» Your objective
The reply must contain all of the records, unchanged.

(Natural-language object grounding data)

###

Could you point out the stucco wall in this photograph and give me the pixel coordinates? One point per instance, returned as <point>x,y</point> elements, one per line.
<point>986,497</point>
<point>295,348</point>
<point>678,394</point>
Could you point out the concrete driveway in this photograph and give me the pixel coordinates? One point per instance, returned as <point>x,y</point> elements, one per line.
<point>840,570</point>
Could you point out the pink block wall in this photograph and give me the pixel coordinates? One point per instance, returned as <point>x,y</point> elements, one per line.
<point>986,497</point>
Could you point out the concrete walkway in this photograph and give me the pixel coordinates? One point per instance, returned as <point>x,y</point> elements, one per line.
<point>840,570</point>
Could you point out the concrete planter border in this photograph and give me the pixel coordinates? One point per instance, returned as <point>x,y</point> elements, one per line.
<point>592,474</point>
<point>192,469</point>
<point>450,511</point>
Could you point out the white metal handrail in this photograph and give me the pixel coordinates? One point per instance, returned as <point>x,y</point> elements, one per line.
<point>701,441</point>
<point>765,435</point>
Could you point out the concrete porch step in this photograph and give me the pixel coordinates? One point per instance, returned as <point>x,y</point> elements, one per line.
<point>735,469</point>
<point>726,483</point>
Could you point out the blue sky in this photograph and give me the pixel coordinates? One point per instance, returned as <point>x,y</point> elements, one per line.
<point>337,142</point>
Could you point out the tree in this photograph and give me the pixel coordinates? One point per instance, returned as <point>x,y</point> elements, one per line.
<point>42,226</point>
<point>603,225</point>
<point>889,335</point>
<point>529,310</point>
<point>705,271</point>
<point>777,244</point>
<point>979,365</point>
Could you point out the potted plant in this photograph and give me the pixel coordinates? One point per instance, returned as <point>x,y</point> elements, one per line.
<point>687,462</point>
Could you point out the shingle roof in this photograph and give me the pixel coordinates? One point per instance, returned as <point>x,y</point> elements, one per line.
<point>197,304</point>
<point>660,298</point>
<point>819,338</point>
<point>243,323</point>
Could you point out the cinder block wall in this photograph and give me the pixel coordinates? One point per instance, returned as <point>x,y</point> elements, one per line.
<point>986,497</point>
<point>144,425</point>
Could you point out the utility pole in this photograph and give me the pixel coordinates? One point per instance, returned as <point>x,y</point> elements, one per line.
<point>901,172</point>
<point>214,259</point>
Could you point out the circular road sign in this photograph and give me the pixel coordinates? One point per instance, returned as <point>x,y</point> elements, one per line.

###

» Task response
Could you point out the stucco wall in this photograph and give me the pixel coordinates? One point per instance, returned as <point>x,y</point> elements, one per line.
<point>986,497</point>
<point>295,348</point>
<point>678,394</point>
Could you point out the concrete driveway in this photograph and give me the pixel coordinates? One point per instance, returned as <point>x,y</point> elements, one per line.
<point>840,570</point>
Could you point out the pink block wall in this photograph and give me the pixel coordinates? One point per instance, returned as <point>x,y</point> elements, one per line.
<point>986,497</point>
Could you point out the concrete walkway in this photograph and give me the pixel coordinates? One point per instance, returned as <point>x,y</point> elements, one per line.
<point>840,570</point>
Could you point out the concrete planter border in this photograph and give me the pixel coordinates? One point per instance, returned as <point>x,y</point> elements, one per line.
<point>592,474</point>
<point>192,469</point>
<point>450,511</point>
Could you point out the white metal handrail in this photograph and give me the pixel coordinates? One point per instance, returned as <point>x,y</point> elements, one per line.
<point>701,441</point>
<point>765,435</point>
Could you point out the concrete porch step in this photograph and give me the pixel coordinates? One point per instance, returned as <point>x,y</point> elements, one per line.
<point>735,469</point>
<point>726,483</point>
Could you point out the blue sky in this photograph and give me the pixel coordinates? One point per instance, returned as <point>x,y</point> elements, one per line.
<point>337,142</point>
Could you point out the tree in this photograph and give me the pixel coordinates? One point per instance, returned as <point>x,y</point> elements, one per line.
<point>42,226</point>
<point>603,225</point>
<point>889,335</point>
<point>529,310</point>
<point>705,271</point>
<point>777,244</point>
<point>979,365</point>
Could you point out the potted plant in this photograph and give me the pixel coordinates? One point per instance, returned as <point>x,y</point> elements, one per line.
<point>687,462</point>
Could you point out the shingle roof in this photograph and give me the pixel coordinates? One point per instance, returned as <point>x,y</point> elements, one per line.
<point>197,304</point>
<point>660,298</point>
<point>819,338</point>
<point>243,323</point>
Could you point out the cinder block wall in this photograph and give me the pixel coordinates? One point per instance, returned as <point>x,y</point> elements, one per line.
<point>986,497</point>
<point>144,425</point>
Could you point out the utility pole in this photograph and give me the pixel coordinates? One point per instance, returned as <point>x,y</point> elements, one per line.
<point>901,172</point>
<point>214,259</point>
Could you point out the circular road sign in this photograph and give me the pixel coordinates? One point per instance, returned as <point>x,y</point> elements, one per line.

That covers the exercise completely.